Using the entries below, write out the line with "Task: mark each instance of the person walking", the line with "Task: mark each instance of the seated", and every line in between, exactly as each is written.

DATA →
======
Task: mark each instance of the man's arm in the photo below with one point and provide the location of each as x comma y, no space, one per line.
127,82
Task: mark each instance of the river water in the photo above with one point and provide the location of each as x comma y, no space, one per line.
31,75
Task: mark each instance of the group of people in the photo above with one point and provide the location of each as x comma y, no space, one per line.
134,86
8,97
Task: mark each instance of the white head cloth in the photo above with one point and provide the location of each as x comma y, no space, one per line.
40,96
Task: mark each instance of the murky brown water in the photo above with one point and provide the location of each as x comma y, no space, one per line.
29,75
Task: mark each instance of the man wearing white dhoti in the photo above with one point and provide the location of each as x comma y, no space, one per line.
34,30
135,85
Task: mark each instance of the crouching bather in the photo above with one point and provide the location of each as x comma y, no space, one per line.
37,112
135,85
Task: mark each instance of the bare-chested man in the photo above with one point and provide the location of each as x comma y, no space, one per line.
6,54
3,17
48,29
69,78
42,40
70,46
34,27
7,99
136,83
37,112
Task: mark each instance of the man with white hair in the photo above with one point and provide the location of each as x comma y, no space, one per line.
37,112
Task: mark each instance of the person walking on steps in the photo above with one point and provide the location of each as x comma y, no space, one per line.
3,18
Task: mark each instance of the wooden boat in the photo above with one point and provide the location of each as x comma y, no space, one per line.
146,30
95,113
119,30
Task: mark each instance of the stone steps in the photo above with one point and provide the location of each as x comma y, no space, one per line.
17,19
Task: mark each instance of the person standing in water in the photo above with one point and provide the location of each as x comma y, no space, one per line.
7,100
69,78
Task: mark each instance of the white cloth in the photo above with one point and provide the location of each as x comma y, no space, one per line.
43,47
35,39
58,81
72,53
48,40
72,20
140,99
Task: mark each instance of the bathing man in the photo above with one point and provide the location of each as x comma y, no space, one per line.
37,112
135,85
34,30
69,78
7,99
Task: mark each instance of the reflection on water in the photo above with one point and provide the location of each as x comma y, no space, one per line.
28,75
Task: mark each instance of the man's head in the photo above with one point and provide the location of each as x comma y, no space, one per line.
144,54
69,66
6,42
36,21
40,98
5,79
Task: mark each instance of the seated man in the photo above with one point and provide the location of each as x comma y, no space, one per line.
======
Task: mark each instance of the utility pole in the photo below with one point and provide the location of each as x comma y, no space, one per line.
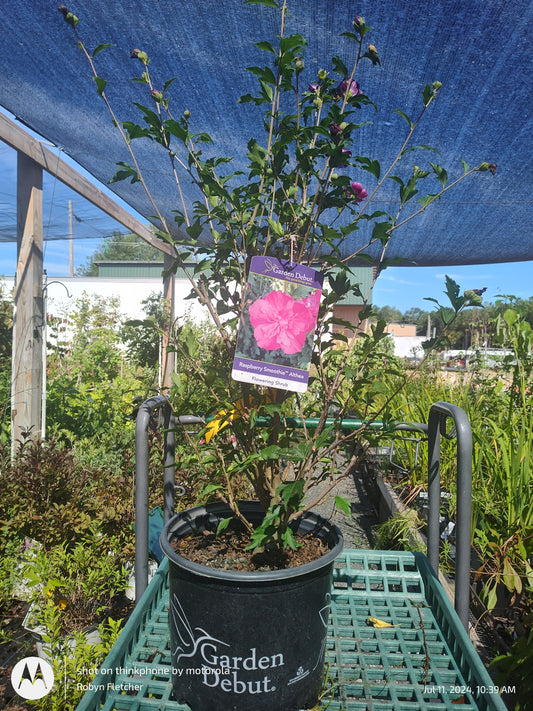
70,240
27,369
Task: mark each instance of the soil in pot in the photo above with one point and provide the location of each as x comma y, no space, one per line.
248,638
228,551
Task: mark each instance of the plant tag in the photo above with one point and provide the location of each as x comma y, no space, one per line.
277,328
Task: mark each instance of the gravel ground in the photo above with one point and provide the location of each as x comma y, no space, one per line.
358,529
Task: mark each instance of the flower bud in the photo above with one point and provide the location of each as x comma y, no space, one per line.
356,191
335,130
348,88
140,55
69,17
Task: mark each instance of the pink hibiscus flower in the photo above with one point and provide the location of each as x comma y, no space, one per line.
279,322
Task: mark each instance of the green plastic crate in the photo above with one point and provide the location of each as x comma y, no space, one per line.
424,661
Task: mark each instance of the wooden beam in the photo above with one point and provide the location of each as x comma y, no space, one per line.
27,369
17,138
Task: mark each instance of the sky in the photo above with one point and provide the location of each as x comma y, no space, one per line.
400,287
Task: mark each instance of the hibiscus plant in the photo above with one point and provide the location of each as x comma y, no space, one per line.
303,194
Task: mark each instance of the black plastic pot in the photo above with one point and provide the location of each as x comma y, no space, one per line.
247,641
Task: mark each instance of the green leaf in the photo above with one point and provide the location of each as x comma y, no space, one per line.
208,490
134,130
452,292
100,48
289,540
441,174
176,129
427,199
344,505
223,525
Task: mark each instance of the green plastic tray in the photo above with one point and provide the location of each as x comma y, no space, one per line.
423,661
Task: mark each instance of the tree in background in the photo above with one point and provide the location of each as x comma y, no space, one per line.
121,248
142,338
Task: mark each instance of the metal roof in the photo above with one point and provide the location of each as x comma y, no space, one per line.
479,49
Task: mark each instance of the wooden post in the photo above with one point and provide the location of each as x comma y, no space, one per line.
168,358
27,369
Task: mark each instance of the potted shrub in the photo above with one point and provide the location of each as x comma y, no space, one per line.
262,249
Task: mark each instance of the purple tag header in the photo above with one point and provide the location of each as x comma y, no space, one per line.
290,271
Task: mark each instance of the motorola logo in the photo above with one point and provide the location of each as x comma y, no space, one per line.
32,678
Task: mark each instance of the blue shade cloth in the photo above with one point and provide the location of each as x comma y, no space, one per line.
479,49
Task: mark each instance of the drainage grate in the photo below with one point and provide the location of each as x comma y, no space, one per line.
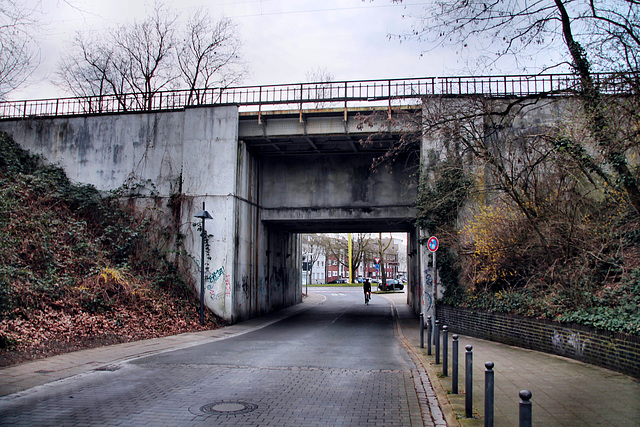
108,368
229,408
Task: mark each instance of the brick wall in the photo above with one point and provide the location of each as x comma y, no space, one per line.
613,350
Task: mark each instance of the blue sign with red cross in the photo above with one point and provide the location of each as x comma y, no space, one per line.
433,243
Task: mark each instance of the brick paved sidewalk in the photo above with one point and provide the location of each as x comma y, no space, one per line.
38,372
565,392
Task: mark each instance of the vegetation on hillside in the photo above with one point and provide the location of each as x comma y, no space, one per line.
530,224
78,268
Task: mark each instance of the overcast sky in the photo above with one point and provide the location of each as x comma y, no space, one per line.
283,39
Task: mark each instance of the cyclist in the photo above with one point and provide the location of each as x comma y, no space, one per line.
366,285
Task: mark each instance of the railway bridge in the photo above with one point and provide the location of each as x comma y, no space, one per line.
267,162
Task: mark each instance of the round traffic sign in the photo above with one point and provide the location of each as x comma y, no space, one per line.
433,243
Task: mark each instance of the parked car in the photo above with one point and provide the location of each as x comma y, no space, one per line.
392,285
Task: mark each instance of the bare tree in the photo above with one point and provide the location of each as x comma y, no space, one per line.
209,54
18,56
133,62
======
ANSWER SECTION →
Task: mark each instance of the person walking on steps in the photo above with one point and provide the location of each as x comma y, no space, one per line.
3,18
Task: mark each instance of the wooden boat in the photo above with one point and provide the location of each as x comma y, no space, one per line.
146,30
95,113
119,30
Task: mark each instance of the stone steps in the photo above with one point and provide the location of each as x comma y, no space, one per line.
17,19
Task: mark each instance of the person standing in water in the photo above with one point and provide the location of each as x comma y, no space, one per line.
7,100
69,78
Task: mark each instance of the white cloth in the photo above with one point and provide the location of each as x comma y, no space, one per line.
43,47
35,39
58,81
72,53
48,40
72,20
140,99
Task: mark each instance of the bathing man in the photo above with one point and provide the location of each as x comma y, no space, one per line.
37,112
135,85
34,30
69,78
7,99
Task: mark each instance of the reflection on water in the photo above with one point and provide the location of each as x comma y, no space, one per line.
28,75
Task: mark each instance of the man's head in the photo above with one point and provide the location of each as x comma y, no space, one per line.
144,54
69,66
6,42
36,21
40,98
5,79
Task: mark each instance of the seated man in the photo above with one point and provide the location of each as x comma y, no space, one per line.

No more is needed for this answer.